:: Supplied material ::

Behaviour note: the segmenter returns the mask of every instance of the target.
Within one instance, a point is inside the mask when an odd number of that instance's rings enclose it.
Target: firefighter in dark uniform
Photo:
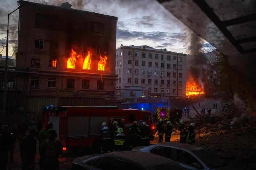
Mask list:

:::

## Task to complete
Copy the material above word for word, leaving out the picture.

## Full solution
Behaviour note: the segmenter returns the mask of every instance of the target.
Within one instance, a point is inside the mask when an odd number of that instance's rings enclose it.
Target: firefighter in dark uniform
Photo:
Mask list:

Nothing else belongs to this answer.